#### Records
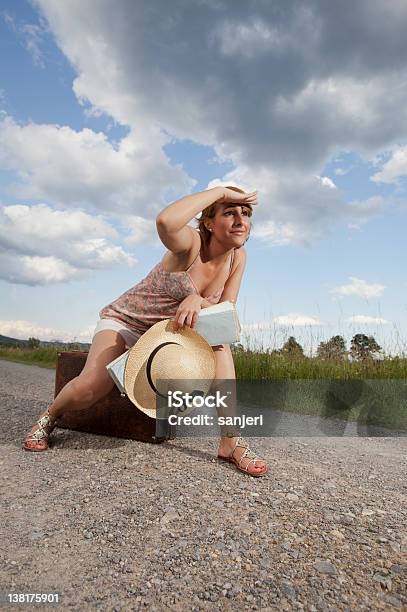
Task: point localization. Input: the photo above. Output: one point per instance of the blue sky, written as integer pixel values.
(107, 114)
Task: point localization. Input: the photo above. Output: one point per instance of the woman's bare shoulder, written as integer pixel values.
(178, 262)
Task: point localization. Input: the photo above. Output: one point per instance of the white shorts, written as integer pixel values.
(129, 336)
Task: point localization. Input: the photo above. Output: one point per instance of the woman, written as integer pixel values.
(199, 269)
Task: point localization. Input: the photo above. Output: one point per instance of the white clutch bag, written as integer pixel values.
(219, 324)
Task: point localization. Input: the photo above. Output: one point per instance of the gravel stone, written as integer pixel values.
(116, 524)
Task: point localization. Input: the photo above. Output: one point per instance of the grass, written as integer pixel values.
(379, 399)
(256, 365)
(251, 365)
(44, 357)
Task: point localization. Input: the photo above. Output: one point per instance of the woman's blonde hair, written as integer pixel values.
(209, 213)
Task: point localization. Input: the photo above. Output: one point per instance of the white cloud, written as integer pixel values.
(393, 169)
(367, 320)
(22, 330)
(361, 211)
(360, 288)
(296, 320)
(302, 95)
(39, 245)
(30, 35)
(34, 270)
(82, 168)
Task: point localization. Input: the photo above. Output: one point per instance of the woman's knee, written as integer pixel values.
(221, 347)
(91, 386)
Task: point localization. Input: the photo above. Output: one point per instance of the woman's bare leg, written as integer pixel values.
(94, 382)
(225, 369)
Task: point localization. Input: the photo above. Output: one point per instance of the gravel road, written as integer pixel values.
(114, 524)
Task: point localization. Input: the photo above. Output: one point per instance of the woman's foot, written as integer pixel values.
(237, 451)
(38, 438)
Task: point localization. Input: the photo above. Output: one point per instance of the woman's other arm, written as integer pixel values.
(172, 221)
(232, 285)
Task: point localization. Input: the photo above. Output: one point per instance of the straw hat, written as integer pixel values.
(162, 353)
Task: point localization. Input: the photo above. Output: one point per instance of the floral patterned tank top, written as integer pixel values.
(155, 298)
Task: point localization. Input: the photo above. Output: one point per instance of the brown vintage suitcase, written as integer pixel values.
(114, 415)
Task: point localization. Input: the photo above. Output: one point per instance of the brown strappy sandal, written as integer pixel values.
(240, 443)
(38, 440)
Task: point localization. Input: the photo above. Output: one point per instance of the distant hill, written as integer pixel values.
(5, 340)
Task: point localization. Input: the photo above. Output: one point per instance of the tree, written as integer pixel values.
(362, 347)
(33, 342)
(334, 348)
(292, 348)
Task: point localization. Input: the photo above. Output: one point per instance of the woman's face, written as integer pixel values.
(231, 224)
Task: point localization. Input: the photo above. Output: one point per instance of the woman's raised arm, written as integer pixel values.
(172, 222)
(175, 216)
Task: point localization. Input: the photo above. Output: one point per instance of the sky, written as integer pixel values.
(111, 111)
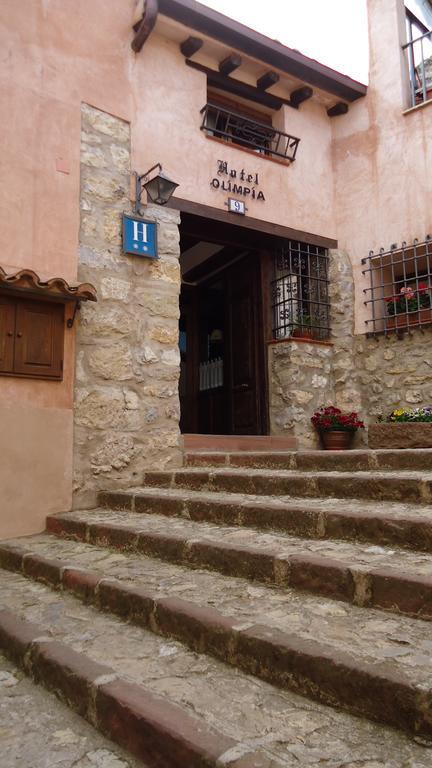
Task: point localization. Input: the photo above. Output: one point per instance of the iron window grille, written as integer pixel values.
(399, 296)
(300, 300)
(419, 56)
(247, 132)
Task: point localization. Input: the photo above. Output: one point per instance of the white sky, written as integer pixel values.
(332, 31)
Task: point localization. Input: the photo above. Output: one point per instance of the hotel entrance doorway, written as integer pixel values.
(223, 382)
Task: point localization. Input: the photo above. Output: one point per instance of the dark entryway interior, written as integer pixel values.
(223, 383)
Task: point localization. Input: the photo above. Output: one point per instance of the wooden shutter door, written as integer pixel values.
(7, 333)
(39, 339)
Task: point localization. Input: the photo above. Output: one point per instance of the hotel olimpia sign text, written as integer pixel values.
(237, 182)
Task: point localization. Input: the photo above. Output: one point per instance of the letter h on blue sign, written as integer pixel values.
(139, 237)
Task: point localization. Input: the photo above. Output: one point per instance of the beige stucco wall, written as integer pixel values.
(382, 155)
(56, 56)
(36, 467)
(298, 196)
(362, 178)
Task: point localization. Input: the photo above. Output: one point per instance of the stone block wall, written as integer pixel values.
(394, 371)
(126, 392)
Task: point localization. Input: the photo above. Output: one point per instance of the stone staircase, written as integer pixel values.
(251, 610)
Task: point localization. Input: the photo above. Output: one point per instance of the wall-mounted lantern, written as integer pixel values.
(159, 187)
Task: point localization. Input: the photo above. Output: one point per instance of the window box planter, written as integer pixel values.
(400, 435)
(409, 319)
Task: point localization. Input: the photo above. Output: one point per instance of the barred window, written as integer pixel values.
(418, 50)
(399, 296)
(300, 301)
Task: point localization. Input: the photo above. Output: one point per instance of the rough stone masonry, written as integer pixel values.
(126, 391)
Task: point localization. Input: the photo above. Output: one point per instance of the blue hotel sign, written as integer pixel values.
(139, 237)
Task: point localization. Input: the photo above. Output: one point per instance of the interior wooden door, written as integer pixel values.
(245, 374)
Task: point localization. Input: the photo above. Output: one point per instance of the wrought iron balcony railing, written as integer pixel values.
(246, 132)
(419, 52)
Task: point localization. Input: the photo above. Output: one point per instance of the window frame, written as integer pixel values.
(18, 334)
(300, 292)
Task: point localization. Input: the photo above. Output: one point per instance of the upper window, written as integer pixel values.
(399, 295)
(31, 338)
(300, 298)
(419, 49)
(251, 130)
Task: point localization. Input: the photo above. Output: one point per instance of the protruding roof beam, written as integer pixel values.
(228, 65)
(237, 88)
(300, 95)
(267, 80)
(144, 27)
(190, 46)
(338, 109)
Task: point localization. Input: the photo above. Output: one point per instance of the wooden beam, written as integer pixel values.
(145, 26)
(338, 109)
(244, 223)
(206, 21)
(267, 80)
(190, 46)
(238, 88)
(229, 64)
(300, 95)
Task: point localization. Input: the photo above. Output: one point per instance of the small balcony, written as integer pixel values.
(261, 138)
(419, 53)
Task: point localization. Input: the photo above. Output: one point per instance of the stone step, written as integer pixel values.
(193, 442)
(149, 725)
(391, 579)
(402, 486)
(373, 667)
(383, 523)
(339, 461)
(178, 708)
(38, 731)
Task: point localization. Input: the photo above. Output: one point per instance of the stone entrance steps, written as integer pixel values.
(382, 523)
(224, 443)
(390, 579)
(291, 602)
(194, 710)
(410, 459)
(413, 487)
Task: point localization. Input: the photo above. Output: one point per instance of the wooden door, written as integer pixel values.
(39, 339)
(7, 333)
(246, 347)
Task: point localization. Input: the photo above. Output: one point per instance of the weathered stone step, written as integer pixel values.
(366, 675)
(413, 487)
(339, 461)
(38, 731)
(268, 727)
(150, 726)
(263, 443)
(384, 523)
(394, 580)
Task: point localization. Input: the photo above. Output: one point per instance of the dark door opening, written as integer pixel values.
(223, 383)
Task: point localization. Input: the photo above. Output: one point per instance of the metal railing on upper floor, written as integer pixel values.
(419, 56)
(238, 129)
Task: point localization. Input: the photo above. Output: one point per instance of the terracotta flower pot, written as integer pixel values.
(336, 440)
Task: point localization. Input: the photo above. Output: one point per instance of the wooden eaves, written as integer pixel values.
(198, 17)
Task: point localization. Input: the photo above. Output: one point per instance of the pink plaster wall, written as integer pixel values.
(362, 178)
(382, 158)
(168, 97)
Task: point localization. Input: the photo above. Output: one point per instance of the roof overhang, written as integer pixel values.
(200, 18)
(29, 282)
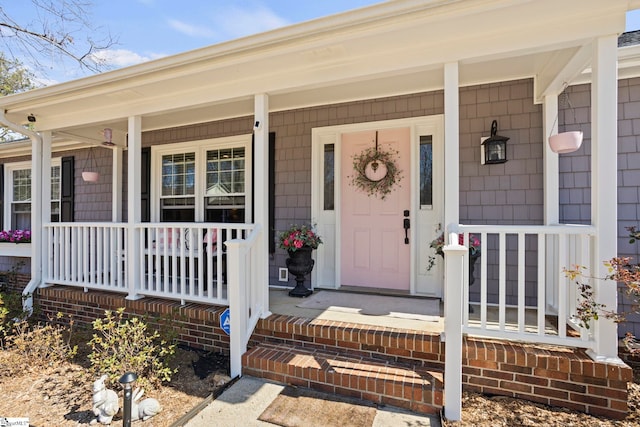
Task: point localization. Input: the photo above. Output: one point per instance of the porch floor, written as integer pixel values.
(281, 303)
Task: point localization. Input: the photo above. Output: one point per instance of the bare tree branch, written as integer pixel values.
(58, 29)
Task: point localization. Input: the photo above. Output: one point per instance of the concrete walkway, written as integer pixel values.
(242, 403)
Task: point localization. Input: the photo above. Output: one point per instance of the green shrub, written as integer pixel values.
(42, 344)
(10, 311)
(122, 345)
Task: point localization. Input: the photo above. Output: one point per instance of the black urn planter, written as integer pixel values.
(300, 264)
(472, 267)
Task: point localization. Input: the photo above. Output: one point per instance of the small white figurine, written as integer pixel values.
(105, 402)
(145, 409)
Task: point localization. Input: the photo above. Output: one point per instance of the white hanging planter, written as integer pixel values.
(90, 176)
(566, 142)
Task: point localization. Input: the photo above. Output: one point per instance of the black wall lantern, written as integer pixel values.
(495, 147)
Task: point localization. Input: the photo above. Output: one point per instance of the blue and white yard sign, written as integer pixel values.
(225, 324)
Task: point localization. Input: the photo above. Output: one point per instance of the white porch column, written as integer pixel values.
(134, 208)
(45, 209)
(261, 190)
(116, 184)
(604, 202)
(551, 177)
(550, 161)
(451, 146)
(40, 199)
(453, 307)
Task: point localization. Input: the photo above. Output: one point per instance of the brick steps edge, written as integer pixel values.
(384, 383)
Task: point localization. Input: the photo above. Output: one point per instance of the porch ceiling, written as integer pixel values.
(387, 49)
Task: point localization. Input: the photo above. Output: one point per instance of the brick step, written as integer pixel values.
(408, 347)
(414, 388)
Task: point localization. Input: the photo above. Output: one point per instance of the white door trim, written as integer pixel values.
(327, 271)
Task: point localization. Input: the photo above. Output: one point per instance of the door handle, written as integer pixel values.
(406, 224)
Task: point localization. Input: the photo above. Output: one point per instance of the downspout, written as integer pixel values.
(36, 255)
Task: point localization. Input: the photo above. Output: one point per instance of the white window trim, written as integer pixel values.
(9, 168)
(200, 148)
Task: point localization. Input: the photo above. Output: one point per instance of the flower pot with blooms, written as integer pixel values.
(474, 252)
(299, 241)
(15, 236)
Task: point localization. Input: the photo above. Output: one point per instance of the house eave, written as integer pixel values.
(365, 50)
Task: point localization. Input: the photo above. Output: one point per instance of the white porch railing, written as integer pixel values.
(89, 255)
(178, 261)
(523, 293)
(248, 293)
(210, 263)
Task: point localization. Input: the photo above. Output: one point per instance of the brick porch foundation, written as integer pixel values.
(388, 366)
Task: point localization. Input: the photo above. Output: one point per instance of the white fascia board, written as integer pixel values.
(427, 32)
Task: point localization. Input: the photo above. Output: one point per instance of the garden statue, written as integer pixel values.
(145, 409)
(105, 402)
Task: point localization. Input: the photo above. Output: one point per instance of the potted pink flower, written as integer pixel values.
(15, 236)
(299, 241)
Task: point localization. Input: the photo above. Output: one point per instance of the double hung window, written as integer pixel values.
(18, 195)
(204, 182)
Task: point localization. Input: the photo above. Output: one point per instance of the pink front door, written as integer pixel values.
(373, 249)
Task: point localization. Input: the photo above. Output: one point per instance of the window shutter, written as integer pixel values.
(145, 184)
(67, 189)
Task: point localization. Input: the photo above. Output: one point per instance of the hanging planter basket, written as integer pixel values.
(90, 175)
(566, 142)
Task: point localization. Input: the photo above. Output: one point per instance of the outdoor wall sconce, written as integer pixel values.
(495, 147)
(108, 135)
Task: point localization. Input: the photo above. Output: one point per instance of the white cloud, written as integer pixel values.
(118, 58)
(235, 22)
(191, 30)
(230, 22)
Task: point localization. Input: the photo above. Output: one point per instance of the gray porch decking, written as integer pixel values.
(281, 303)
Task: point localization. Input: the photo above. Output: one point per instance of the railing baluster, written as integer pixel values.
(521, 284)
(541, 284)
(483, 281)
(502, 281)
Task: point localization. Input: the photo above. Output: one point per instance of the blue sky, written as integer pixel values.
(149, 29)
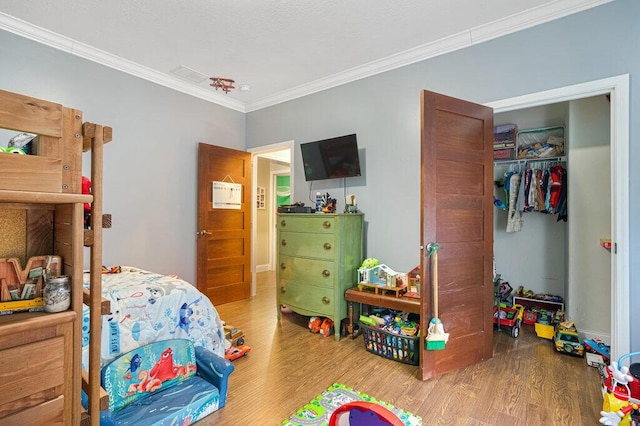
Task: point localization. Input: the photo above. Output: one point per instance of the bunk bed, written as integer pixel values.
(41, 199)
(49, 362)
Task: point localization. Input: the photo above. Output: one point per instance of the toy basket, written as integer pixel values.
(397, 347)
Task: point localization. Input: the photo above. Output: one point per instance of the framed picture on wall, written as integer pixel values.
(260, 200)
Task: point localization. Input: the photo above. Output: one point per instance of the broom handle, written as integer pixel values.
(435, 283)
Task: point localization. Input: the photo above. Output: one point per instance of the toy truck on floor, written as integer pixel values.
(510, 318)
(235, 336)
(566, 339)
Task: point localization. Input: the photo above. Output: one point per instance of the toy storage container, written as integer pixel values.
(541, 143)
(405, 349)
(504, 142)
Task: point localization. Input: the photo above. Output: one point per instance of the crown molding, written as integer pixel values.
(66, 44)
(532, 17)
(520, 21)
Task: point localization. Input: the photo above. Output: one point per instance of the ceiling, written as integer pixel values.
(280, 49)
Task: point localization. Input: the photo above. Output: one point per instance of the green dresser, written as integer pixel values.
(318, 258)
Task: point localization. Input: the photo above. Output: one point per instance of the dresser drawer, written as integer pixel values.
(321, 246)
(315, 223)
(310, 271)
(309, 297)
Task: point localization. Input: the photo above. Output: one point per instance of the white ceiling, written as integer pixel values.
(282, 49)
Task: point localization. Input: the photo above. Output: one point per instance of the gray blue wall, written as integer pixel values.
(150, 177)
(150, 167)
(384, 111)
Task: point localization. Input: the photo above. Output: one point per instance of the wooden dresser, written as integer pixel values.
(318, 258)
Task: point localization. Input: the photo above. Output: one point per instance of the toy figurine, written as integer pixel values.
(620, 406)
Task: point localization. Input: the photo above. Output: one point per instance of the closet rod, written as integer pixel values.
(531, 160)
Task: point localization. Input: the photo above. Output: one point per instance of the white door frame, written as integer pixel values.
(618, 88)
(254, 183)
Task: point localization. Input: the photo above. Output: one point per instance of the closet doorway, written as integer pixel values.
(268, 162)
(582, 292)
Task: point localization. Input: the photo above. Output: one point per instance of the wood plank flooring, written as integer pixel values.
(526, 382)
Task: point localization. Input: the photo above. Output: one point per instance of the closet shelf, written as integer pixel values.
(561, 159)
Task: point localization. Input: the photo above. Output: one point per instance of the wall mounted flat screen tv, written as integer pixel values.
(331, 158)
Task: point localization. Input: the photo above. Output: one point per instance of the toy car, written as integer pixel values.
(597, 347)
(509, 318)
(235, 352)
(235, 336)
(566, 339)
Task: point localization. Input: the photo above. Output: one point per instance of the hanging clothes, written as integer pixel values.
(562, 200)
(514, 220)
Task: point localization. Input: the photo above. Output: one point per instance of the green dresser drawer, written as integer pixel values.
(314, 223)
(311, 271)
(308, 297)
(321, 246)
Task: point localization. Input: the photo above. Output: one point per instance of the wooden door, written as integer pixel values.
(224, 234)
(457, 213)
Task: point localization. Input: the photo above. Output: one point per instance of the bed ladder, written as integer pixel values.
(94, 138)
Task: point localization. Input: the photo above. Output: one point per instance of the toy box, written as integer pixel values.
(405, 349)
(541, 143)
(504, 142)
(544, 330)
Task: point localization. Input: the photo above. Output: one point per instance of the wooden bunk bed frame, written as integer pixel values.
(42, 193)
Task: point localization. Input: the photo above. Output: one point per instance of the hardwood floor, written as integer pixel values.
(526, 382)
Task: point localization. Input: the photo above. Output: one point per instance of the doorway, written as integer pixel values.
(617, 88)
(268, 162)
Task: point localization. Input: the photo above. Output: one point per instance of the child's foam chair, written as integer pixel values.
(170, 382)
(363, 413)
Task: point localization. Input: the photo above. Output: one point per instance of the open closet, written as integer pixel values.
(544, 253)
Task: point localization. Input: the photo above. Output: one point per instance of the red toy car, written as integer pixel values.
(509, 318)
(235, 352)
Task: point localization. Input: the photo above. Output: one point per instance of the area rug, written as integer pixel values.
(318, 411)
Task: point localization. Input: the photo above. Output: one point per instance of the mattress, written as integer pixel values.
(147, 307)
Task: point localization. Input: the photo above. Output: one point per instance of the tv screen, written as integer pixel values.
(331, 158)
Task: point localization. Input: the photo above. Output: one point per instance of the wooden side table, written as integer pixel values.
(364, 297)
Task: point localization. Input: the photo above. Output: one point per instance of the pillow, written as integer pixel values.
(140, 372)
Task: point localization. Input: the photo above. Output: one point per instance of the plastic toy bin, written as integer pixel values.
(405, 349)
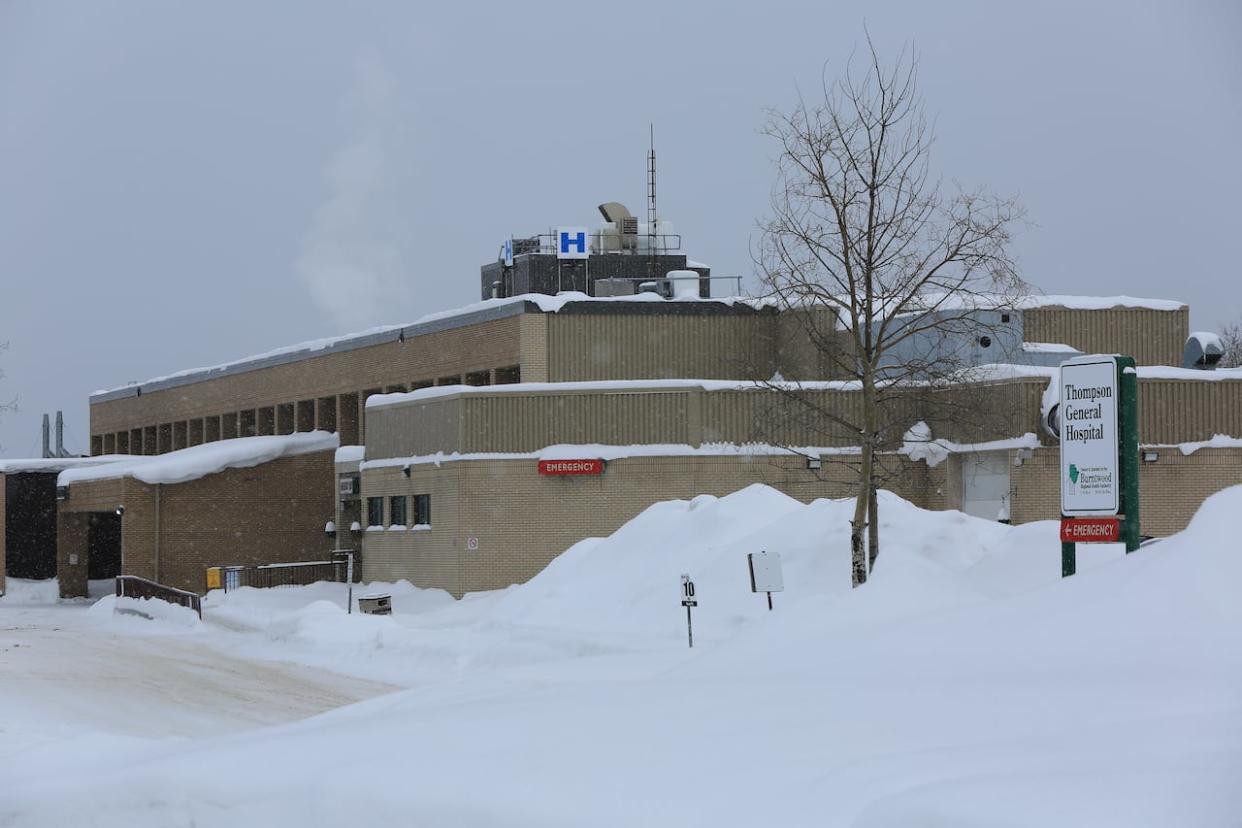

#### Work instructions
Find every line in the entries above that contains the word "drawer" and copy each one in full.

#### Result of this task
Task: point localization. Input: the photo above. Output: one point per instance of the dresser drawer, written as integer pixel values.
Task: point localization. Input: the photo above. Output: one point per instance of the green dresser drawer, written as integer pixel values.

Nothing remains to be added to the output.